▶ [Your instructions]
Report every line below that holds the word "long".
[[ Entries shown, beginning ]]
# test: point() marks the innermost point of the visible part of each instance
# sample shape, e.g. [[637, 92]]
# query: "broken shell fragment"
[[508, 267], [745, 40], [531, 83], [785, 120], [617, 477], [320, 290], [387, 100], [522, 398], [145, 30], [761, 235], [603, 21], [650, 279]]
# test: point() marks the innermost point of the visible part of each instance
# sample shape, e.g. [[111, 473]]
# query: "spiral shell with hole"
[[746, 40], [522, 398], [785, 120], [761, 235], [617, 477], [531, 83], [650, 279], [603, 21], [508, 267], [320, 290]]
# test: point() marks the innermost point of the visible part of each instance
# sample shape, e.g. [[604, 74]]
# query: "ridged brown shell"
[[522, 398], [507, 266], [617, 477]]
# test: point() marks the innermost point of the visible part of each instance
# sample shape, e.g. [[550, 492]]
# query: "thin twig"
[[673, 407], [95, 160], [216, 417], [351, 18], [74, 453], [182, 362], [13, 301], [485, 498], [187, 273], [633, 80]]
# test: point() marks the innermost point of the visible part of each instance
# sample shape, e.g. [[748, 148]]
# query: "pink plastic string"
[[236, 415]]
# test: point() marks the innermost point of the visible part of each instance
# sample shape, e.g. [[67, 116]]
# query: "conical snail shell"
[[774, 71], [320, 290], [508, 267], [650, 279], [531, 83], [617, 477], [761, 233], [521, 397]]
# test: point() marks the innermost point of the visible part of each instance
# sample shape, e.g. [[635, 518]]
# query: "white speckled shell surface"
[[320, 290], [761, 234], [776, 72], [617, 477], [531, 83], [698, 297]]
[[ Entries shown, end ]]
[[ Entries shown, beginning ]]
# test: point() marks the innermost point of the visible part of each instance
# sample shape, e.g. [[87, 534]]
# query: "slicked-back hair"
[[ Entries shown, end ]]
[[ Entries shown, beginning ]]
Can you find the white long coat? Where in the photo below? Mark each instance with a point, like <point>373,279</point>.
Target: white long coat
[[ Entries shown, end ]]
▶ [The answer]
Can you find the white long coat? Where in the photo below? Mark each instance with a point, like <point>373,279</point>.
Target: white long coat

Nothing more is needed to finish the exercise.